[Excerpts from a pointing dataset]
::::
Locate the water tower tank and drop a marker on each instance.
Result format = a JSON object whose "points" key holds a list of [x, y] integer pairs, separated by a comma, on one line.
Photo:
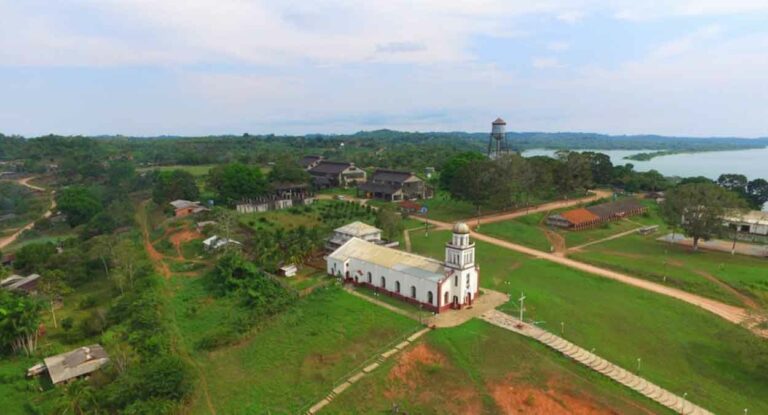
{"points": [[499, 129]]}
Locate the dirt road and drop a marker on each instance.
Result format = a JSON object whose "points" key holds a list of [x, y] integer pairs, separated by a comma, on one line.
{"points": [[730, 313], [596, 194], [12, 238]]}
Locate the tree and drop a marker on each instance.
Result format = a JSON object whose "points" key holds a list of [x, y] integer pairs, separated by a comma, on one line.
{"points": [[698, 209], [757, 192], [173, 185], [733, 182], [79, 203], [236, 181], [19, 322], [52, 285], [390, 222], [450, 168], [33, 257], [476, 182]]}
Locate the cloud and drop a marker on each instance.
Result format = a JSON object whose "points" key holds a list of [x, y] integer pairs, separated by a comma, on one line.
{"points": [[558, 46], [546, 63], [400, 47]]}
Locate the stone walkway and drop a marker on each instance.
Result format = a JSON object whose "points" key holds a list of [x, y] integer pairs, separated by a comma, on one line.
{"points": [[341, 387], [591, 360]]}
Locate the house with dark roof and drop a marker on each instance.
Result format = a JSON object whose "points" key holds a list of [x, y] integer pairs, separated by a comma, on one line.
{"points": [[336, 174], [308, 162], [582, 218], [394, 185]]}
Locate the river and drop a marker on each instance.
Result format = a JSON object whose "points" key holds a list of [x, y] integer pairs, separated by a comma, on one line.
{"points": [[751, 163]]}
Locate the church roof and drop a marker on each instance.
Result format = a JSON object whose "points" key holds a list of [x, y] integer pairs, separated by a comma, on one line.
{"points": [[357, 229], [401, 261]]}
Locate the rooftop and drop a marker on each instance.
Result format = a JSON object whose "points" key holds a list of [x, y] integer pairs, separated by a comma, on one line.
{"points": [[78, 362], [357, 229], [405, 262]]}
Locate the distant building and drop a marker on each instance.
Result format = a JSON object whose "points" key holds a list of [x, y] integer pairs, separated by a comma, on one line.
{"points": [[582, 218], [285, 195], [434, 285], [309, 162], [183, 208], [393, 185], [215, 242], [26, 284], [751, 226], [328, 174], [72, 365]]}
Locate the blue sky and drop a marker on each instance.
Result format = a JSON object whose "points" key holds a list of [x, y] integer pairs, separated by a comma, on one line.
{"points": [[140, 67]]}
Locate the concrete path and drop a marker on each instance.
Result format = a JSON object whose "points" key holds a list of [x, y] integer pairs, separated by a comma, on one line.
{"points": [[734, 314], [369, 366], [560, 204], [596, 363]]}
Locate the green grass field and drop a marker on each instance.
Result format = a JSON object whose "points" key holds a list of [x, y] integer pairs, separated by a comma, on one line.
{"points": [[294, 360], [681, 267], [685, 349], [524, 230], [486, 370]]}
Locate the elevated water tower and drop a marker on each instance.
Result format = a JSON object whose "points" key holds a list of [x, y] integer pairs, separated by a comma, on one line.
{"points": [[497, 142]]}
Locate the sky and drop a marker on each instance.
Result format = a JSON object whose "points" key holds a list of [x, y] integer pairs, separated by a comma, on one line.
{"points": [[200, 67]]}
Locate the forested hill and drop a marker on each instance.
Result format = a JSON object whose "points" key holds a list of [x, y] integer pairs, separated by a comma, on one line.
{"points": [[368, 148]]}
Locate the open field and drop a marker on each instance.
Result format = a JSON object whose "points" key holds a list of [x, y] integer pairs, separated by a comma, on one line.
{"points": [[294, 359], [682, 347], [703, 272], [478, 368], [525, 230]]}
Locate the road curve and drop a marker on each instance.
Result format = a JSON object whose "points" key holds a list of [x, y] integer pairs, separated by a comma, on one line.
{"points": [[12, 238]]}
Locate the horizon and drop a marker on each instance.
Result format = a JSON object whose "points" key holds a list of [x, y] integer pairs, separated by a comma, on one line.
{"points": [[197, 68]]}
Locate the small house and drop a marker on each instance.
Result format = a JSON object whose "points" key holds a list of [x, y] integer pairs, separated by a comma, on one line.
{"points": [[182, 208], [26, 284], [214, 243], [393, 185], [72, 365], [288, 270], [327, 174]]}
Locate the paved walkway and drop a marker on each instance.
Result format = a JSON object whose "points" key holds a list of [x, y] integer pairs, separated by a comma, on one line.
{"points": [[595, 362], [370, 366], [734, 314]]}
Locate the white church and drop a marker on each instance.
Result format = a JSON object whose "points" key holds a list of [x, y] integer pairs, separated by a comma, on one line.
{"points": [[435, 285]]}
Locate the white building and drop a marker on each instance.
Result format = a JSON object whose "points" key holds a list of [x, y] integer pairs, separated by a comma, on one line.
{"points": [[354, 230], [433, 284]]}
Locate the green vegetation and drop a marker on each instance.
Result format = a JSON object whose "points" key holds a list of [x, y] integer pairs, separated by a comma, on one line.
{"points": [[678, 266], [681, 346], [488, 370], [525, 230], [298, 355]]}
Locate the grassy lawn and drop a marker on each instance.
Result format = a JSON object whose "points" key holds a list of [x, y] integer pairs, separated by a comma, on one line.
{"points": [[683, 348], [197, 170], [524, 230], [645, 257], [294, 360], [485, 369]]}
::::
Task brief:
Reproduce every entry above word for word, omitting the pictures.

Answer for the task:
Locate the water tower tank and drop a marker on each instance.
Result format = a JSON object whose "points" key holds a list of [x, y] integer pairs, separated by a comma, on one line.
Photo:
{"points": [[499, 129]]}
Locate the dirt road and drop a marker on each instance.
Result format = a JSON object whose "points" key holds a list of [x, y] integer pairs, separated by a comma, on one line.
{"points": [[730, 313], [596, 194], [12, 238]]}
Locate the tree and drop a marker on each instance.
Result format = a JSON object whose "points" key holds a list of [x, y] integer pairs, separated by a comma, on one line.
{"points": [[698, 209], [757, 192], [173, 185], [733, 182], [79, 203], [236, 181], [19, 322], [52, 285], [390, 222], [450, 168], [33, 257], [476, 182]]}
Locate the cloud and drop a marker on each instance.
Result format = a JSON object whose "points" key holds a list of [x, y] integer pairs, separated by a comma, on one line.
{"points": [[558, 46], [546, 63], [400, 47]]}
Locate the stone walkway and drop a marker on each instance.
Result format = a JSON object whose "points" key holds a list of [x, y] integer pairs, separated by a comma, on one line.
{"points": [[341, 387], [591, 360]]}
Locate the house with dark roof and drop a marker on each instance.
Result format = a JSON object whose "points" key holds a list of [x, y] integer pairs, separated by a comma, on one line.
{"points": [[336, 174], [308, 162], [582, 218], [394, 185]]}
Locate the river and drop a marker on each instance.
Result format = a JSON object whose "points" key holds a list of [x, y] integer pairs, separated by a comma, on one line.
{"points": [[751, 163]]}
Locate the church roof and drop a marker on each instance.
Result format = a JSON object whose "points" key holds a list of [x, y] integer pairs, separated by a comma, on one line.
{"points": [[357, 229], [401, 261]]}
Locate the rooftop and drop a marker on each instance.
Result format = a JSON object whose "points" key holds a list of [x, y] integer pairs, separated by a comma, on one line.
{"points": [[78, 362], [357, 229], [405, 262]]}
Locate the distant building and drop a marker on each instance.
Result format = a JSON object whose "points" key holds a list of [x, y] integer pairs, separated by a comma, on one line.
{"points": [[582, 218], [285, 195], [434, 285], [309, 162], [183, 208], [393, 185], [215, 242], [26, 284], [751, 226], [328, 174], [72, 365]]}
Locate the blue sky and drop a marker on each instance.
Result format = a JSON object whose "points" key holds a list of [x, y] integer pairs, separated by a comma, on one line.
{"points": [[140, 67]]}
Locate the concrete path and drop a marker on each instance.
Result format = a JSON object whose "points" key holds a list of [x, y] integer pairs, separated by a comma, on one line.
{"points": [[734, 314], [369, 366], [560, 204], [596, 363]]}
Locate the green grass field and drop a marker on each instance.
Result format = a JSON object whose "points" key holds a list of [x, y] integer pairs, separated by a comma, on one line.
{"points": [[294, 360], [681, 267], [685, 349], [524, 230], [486, 370]]}
Locate the elevated water tower and drop a marker on each instance.
Result format = a JSON object whose "points" key holds a list of [x, y] integer pairs, separated by a comma, on one line.
{"points": [[497, 142]]}
Locate the sky and drop a marker on each instance.
Result format = a JSON object whose "points" key holds a list of [x, y] integer pairs, separated by a comma, on one line.
{"points": [[200, 67]]}
Locate the forested hill and drop a marker on each instance.
Result format = a JSON object whose "points" key holds a list of [x, y] integer pairs, separated by a comma, on one line.
{"points": [[368, 148]]}
Locate the open field and drop a marker on each instance.
Result format = a JSON object whose "points" key holds a list of [x, y] integer pairs, separated by a comma, on one line.
{"points": [[294, 359], [682, 347], [703, 272], [478, 368], [525, 230]]}
Locate the road curve and drop a marker on each instance.
Result format = a JSON object whose "points" key holds a list of [x, y] integer pairs, separated by a comma, on one line.
{"points": [[12, 238]]}
Locate the horizon and drop a marker on each instance.
Result format = a JSON object whose "points" key holds a list of [x, y] integer pairs, separated by a comma, on one line.
{"points": [[197, 68]]}
Locate the small house and drop a marker on each instance.
Result format = a JSON object whose "points" key holds a list of [x, y] integer pairs, separated by a comma, on one line.
{"points": [[182, 208], [26, 284], [214, 243], [393, 185], [72, 365], [288, 270], [327, 174]]}
Locate the paved walkway and drop a marker on each instance.
Result format = a JSON object whose "points" key holds a list of [x, y] integer pairs, separated by a comma, on one line.
{"points": [[595, 362], [370, 366], [734, 314]]}
Locate the white church and drop a marker on each instance.
Result format = a JSON object whose "points" key holds a list of [x, y] integer pairs, separated by a comma, on one line.
{"points": [[435, 285]]}
Locate the white building and drop a marker on each instance.
Result format = a JSON object whose "points" key holds a list of [x, y] integer pairs, separated by a comma, on one line.
{"points": [[354, 230], [433, 284]]}
Locate the green vegetation and drop a marker on each instance.
Result format = a JSON object whose "points" key holds a list of [x, y] integer pairs, separated by a comma, on one line.
{"points": [[678, 266], [681, 346], [488, 370], [525, 230], [298, 355]]}
Locate the grassy lawn and drop a marker on each instance.
Result format = a JSON object whose "points" key holds a list of [x, y] integer pairs, separated by a comma, on one line.
{"points": [[683, 348], [197, 170], [524, 230], [645, 257], [294, 360], [485, 369]]}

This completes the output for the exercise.